Point-per-instance localization data

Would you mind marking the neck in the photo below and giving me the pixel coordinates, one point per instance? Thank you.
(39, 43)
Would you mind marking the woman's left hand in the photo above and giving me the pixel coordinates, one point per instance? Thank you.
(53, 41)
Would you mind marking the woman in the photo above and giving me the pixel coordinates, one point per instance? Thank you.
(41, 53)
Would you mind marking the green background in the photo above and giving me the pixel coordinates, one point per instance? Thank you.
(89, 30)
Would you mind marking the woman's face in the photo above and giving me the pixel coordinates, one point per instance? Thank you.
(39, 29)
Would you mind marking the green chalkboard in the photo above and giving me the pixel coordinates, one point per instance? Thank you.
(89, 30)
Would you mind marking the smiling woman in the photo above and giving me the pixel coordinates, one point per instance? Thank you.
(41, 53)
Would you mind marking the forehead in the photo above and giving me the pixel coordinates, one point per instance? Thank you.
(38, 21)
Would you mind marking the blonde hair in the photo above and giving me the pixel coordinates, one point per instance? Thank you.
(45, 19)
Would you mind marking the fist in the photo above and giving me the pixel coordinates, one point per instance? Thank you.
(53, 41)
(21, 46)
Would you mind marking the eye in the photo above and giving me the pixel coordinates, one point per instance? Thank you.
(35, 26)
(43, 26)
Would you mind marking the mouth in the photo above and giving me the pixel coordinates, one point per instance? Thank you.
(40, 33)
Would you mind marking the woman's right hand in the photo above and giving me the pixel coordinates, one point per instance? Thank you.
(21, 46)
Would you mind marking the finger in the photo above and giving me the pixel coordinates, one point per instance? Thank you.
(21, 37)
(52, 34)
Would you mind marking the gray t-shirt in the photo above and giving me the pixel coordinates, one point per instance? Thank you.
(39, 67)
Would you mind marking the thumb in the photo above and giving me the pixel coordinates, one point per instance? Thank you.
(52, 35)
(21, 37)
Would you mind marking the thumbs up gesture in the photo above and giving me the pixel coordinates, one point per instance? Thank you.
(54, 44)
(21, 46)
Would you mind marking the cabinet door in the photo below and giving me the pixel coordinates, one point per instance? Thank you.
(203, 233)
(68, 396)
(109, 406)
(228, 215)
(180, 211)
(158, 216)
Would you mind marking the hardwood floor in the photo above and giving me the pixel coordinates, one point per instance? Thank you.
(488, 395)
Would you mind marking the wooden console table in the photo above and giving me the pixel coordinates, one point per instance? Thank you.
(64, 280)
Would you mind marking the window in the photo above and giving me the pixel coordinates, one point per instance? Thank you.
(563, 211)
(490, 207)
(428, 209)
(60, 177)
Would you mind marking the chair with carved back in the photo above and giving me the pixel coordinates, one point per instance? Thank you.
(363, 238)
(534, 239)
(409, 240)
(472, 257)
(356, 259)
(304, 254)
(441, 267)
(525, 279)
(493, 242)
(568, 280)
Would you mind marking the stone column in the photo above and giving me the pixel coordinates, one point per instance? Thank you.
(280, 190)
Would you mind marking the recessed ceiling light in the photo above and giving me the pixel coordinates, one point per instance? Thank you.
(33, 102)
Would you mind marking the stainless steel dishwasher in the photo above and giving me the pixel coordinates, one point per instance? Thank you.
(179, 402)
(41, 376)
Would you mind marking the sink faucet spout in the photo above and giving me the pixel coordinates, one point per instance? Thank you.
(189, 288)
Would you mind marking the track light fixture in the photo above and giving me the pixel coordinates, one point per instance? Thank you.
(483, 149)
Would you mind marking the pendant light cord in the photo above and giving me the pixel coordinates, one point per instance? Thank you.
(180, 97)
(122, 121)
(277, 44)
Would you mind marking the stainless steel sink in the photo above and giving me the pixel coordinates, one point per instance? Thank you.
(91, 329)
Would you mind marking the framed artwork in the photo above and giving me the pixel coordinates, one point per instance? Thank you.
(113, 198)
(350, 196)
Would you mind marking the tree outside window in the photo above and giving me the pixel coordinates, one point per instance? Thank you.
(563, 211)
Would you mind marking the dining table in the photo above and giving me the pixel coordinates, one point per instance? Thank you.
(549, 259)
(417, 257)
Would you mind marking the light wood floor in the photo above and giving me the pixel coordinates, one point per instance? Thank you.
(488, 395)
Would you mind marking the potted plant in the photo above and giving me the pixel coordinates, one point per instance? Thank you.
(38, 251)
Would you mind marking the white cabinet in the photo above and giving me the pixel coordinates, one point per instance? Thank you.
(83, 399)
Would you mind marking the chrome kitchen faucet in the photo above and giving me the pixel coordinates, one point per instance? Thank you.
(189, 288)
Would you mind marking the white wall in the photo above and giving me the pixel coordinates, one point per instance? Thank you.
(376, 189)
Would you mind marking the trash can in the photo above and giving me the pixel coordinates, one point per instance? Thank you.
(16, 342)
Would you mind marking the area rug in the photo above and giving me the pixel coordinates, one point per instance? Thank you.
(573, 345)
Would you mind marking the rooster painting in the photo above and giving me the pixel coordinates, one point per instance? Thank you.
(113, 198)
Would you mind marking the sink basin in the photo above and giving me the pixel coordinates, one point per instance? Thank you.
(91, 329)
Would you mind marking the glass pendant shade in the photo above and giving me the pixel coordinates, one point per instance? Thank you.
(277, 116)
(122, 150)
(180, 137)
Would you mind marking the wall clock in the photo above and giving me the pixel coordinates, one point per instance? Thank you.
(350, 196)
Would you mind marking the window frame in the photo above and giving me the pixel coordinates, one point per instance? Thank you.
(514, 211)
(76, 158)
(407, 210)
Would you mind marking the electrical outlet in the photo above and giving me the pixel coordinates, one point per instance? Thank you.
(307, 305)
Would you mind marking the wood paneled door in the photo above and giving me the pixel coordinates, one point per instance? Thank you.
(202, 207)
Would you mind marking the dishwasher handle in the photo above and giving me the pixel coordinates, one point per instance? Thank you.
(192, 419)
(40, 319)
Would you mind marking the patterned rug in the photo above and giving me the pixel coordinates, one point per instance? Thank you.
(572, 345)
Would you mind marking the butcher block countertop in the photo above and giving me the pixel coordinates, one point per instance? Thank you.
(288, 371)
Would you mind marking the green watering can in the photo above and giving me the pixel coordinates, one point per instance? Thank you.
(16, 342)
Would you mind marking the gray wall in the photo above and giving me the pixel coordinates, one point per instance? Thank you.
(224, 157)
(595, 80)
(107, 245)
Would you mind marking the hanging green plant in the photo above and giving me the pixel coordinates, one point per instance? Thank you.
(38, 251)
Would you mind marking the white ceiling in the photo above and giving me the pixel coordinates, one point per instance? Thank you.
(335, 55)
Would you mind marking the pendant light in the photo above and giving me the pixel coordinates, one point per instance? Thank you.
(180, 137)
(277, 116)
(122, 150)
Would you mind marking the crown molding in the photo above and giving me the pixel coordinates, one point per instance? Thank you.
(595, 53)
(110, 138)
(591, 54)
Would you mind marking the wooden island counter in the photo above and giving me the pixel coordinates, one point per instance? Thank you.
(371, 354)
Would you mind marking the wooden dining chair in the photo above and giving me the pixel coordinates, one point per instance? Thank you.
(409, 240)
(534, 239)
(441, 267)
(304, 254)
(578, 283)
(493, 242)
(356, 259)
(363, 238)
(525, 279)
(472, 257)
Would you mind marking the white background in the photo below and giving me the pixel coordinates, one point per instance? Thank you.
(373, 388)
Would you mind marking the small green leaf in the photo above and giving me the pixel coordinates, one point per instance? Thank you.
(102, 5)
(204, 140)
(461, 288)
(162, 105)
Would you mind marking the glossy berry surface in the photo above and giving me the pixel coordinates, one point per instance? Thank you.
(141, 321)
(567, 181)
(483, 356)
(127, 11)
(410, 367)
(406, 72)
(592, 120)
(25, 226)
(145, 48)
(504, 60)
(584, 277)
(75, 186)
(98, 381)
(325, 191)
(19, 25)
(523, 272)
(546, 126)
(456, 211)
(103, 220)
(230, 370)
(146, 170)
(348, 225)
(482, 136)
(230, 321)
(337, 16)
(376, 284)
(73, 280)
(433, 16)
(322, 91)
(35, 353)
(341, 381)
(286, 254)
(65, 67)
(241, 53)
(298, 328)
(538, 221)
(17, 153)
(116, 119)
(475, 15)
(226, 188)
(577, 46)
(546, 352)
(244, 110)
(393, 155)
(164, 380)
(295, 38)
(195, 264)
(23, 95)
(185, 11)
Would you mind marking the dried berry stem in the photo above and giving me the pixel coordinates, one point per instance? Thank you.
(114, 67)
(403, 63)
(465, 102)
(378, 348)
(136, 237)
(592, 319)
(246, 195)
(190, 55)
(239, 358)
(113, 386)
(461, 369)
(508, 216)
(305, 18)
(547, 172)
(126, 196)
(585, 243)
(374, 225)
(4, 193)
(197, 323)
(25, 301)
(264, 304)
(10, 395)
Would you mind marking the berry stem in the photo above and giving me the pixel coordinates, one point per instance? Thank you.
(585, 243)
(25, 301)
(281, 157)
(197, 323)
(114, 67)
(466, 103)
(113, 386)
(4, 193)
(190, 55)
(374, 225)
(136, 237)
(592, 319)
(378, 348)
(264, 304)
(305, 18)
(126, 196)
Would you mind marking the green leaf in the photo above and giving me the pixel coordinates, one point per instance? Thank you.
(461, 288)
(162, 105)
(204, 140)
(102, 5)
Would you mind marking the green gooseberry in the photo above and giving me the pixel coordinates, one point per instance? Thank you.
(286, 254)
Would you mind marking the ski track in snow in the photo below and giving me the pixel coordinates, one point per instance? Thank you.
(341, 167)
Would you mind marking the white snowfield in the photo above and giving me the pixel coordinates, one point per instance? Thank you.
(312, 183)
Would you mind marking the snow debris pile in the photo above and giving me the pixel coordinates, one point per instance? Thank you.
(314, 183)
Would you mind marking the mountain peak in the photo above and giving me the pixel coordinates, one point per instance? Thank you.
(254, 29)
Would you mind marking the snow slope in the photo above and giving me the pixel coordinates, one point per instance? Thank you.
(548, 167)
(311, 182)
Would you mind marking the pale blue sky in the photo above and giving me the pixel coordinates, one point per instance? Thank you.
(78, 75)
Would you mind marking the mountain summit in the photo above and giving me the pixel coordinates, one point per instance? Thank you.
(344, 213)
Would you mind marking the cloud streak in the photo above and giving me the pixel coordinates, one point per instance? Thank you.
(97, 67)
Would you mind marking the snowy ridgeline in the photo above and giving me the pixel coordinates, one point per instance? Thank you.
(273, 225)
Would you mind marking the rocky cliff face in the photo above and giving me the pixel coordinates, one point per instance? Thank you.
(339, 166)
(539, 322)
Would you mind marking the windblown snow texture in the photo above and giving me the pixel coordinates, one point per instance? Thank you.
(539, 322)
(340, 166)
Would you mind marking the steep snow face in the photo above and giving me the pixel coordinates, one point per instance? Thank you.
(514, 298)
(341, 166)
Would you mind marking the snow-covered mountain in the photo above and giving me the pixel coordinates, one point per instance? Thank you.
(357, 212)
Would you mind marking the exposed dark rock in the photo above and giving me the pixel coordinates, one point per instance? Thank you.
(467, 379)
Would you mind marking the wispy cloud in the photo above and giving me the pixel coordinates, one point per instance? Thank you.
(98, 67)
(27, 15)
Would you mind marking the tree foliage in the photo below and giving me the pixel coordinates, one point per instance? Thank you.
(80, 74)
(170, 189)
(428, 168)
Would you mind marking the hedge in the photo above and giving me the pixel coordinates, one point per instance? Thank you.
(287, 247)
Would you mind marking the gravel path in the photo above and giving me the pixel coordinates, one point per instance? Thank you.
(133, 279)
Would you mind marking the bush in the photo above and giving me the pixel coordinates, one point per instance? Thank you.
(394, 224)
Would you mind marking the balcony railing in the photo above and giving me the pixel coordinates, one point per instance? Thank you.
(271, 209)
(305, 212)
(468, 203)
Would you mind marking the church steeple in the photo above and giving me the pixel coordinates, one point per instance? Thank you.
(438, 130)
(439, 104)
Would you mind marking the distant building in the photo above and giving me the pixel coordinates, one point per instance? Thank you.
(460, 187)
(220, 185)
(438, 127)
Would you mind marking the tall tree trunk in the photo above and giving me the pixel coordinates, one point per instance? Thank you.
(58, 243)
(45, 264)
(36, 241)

Your task
Return only this span, exactly: the line that contains "Would you mind marking the church" and all lines after it to the end of the records.

Exercise solution
Would you mind marking the church steeple in the photo above and giving me the pixel coordinates, one point per instance? Thank you.
(438, 130)
(439, 104)
Would you mind marking the distant building in the photo above and giving me the pixel coordinates, one point per instance? Thank you.
(460, 187)
(220, 185)
(438, 127)
Would you mind marking the tall tree trunk in the photo above and giving me the pixel coordinates, one point per instance? Thank you.
(58, 243)
(45, 264)
(36, 241)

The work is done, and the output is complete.